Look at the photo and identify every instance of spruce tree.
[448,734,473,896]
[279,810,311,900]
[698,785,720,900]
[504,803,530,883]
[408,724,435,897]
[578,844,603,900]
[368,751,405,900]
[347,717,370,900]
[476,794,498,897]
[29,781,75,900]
* * *
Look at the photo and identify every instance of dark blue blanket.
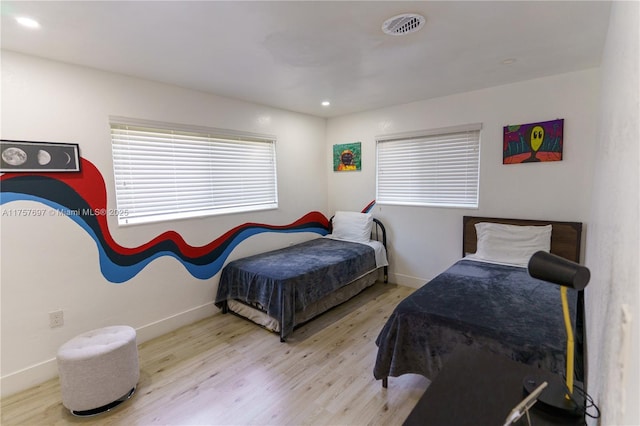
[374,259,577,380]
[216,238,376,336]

Task details: Write out the records again, beginning at the line that has "Look at the photo and identify every instance of dark" and stopping after the line that has "[216,238,376,336]". Swap "blanket" for "quilt", keep everything else the same, and leave the pictures out.

Task solution:
Look at the photo and identify every instance of dark blue quilt.
[374,259,577,380]
[216,238,376,336]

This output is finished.